### SUPPLIED MATERIAL
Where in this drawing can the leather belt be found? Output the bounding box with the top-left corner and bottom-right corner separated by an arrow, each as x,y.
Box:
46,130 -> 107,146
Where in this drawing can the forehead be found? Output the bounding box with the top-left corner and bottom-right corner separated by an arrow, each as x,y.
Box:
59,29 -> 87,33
--
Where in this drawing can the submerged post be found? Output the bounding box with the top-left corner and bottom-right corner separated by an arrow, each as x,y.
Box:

### WHAT THE TASK ASKS
In the lines between the one holding "Where in this drawing can the leather" and the one holding "59,29 -> 87,33", inclusive, change "top-left corner" to "upper-left corner" and write out only those lines again with nothing else altered.

### WRITTEN SOLUTION
Where in this drawing can the leather belt be found? Output the bounding box with the upper-left corner and bottom-right corner separated by an arrow, each as x,y.
Box:
46,130 -> 107,146
Where in this drawing can the forehead be found? Output the bounding box with the upper-left corner and bottom-right corner separated by an arrow, each as x,y.
Box:
59,29 -> 87,33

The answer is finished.